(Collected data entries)
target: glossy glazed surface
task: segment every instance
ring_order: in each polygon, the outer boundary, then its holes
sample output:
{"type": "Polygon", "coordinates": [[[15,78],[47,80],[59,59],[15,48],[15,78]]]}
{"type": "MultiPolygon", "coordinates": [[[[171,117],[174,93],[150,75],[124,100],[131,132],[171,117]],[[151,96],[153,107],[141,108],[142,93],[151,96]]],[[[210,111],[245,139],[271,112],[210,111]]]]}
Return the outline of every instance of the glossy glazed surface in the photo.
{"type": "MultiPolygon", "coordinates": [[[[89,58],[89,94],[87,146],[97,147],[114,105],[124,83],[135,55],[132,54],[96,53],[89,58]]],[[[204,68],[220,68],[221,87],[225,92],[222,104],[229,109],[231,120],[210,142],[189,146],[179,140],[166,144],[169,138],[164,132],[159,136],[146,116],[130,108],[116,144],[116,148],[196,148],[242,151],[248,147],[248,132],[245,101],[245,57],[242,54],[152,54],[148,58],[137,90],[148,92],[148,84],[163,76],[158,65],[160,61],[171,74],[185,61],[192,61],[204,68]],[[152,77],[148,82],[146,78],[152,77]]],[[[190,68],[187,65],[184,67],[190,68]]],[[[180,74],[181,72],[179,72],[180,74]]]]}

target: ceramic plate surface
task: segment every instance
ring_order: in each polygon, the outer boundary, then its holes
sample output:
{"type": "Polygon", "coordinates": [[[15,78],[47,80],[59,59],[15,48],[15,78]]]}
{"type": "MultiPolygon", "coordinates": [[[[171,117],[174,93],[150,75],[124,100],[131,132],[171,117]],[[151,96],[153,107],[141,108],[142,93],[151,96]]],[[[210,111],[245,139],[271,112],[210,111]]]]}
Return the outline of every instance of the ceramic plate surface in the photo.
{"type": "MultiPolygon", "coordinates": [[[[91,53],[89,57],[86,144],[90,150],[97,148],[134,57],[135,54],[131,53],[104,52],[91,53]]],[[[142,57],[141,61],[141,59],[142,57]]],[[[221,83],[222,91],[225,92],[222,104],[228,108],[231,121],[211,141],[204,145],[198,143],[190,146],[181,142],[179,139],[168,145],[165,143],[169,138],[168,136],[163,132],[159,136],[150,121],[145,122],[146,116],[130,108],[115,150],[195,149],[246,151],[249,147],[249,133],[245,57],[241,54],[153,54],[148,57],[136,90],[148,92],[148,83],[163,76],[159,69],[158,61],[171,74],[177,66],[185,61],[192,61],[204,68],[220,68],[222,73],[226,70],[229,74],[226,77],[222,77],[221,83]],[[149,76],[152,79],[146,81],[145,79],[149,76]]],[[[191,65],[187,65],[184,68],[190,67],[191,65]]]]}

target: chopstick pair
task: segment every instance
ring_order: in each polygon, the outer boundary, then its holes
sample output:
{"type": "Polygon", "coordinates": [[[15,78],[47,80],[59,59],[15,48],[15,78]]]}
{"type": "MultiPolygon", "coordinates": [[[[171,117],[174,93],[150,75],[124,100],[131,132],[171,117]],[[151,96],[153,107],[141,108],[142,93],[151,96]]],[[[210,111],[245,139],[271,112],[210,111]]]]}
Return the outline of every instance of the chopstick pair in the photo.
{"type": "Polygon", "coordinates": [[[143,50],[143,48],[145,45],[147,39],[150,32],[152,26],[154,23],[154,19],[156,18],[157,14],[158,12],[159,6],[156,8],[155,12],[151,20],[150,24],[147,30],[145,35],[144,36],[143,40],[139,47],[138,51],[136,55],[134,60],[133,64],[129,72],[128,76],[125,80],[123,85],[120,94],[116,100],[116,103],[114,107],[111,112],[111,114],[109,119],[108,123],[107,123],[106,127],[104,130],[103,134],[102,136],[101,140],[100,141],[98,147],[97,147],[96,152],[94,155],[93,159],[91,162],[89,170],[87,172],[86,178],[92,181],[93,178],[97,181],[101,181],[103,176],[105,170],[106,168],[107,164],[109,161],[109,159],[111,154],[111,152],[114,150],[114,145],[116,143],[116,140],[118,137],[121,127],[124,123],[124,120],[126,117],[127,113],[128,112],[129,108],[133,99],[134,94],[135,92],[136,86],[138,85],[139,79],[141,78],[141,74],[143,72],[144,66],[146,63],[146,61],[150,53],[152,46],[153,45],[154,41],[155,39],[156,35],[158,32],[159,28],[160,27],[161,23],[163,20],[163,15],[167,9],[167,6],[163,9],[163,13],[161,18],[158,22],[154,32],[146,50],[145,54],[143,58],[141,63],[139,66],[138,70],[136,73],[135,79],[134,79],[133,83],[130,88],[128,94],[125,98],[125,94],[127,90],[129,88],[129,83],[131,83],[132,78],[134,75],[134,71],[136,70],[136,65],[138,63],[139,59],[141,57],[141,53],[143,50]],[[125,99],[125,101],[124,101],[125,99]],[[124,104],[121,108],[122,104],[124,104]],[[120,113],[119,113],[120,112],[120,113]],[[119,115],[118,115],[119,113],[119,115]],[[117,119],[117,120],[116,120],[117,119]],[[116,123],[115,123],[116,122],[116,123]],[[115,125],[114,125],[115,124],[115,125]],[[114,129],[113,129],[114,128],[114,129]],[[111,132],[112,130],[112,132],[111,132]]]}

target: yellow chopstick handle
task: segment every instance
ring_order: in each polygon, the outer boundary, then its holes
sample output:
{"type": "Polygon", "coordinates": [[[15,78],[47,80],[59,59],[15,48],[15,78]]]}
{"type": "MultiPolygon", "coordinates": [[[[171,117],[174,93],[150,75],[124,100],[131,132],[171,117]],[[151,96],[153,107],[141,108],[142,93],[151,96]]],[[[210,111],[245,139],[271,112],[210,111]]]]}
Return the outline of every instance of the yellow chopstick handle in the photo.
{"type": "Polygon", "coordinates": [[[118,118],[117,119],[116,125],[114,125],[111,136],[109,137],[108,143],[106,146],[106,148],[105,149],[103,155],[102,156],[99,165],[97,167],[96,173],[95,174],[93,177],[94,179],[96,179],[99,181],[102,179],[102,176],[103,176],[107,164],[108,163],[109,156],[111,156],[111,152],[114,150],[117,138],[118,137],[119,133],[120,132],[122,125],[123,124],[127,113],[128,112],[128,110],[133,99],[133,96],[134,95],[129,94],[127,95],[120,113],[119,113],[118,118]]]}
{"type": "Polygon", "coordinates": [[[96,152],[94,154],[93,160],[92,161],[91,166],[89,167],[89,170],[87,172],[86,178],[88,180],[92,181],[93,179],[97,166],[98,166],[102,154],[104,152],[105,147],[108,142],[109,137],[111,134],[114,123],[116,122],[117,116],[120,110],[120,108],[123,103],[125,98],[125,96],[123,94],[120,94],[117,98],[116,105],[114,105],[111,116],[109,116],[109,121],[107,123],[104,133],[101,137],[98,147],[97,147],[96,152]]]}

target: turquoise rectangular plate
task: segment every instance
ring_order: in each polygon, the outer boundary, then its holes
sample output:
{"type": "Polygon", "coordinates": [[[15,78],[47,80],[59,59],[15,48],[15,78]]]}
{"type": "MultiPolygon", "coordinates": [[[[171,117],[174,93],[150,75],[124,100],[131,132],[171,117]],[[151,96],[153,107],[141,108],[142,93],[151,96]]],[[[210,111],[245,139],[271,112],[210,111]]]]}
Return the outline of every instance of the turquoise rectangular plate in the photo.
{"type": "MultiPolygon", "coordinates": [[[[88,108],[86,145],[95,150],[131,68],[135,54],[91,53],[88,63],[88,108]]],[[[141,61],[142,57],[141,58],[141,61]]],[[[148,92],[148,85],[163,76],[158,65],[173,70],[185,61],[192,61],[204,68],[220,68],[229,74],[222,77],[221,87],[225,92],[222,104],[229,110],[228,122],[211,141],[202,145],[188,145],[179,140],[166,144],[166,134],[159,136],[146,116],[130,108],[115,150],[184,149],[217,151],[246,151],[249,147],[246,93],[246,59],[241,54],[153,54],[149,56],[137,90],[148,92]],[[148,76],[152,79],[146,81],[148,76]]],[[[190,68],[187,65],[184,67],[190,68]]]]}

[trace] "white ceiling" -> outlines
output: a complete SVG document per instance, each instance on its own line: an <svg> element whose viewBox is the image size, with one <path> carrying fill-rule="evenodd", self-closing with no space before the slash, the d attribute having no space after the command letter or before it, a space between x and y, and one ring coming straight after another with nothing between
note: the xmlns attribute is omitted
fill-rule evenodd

> PROBLEM REQUIREMENTS
Rewrite everything from "target: chopstick pair" down to "Return the outline of every instance of the chopstick" as a numbered list, omitting blank lines.

> THE REPLY
1. target: chopstick pair
2. task: segment every instance
3. ring_order: in each polygon, the outer boundary, then its holes
4. sample output:
5. {"type": "Polygon", "coordinates": [[[15,78],[47,80],[59,59],[15,48],[15,78]]]}
6. {"type": "MultiPolygon", "coordinates": [[[[171,117],[174,93],[150,75],[124,100],[131,132],[171,117]],[[151,96],[153,107],[141,108],[142,93],[151,96]]],[[[210,111],[245,139],[271,112],[210,111]]]]}
7. Return the outline of every instance of the chopstick pair in the photo.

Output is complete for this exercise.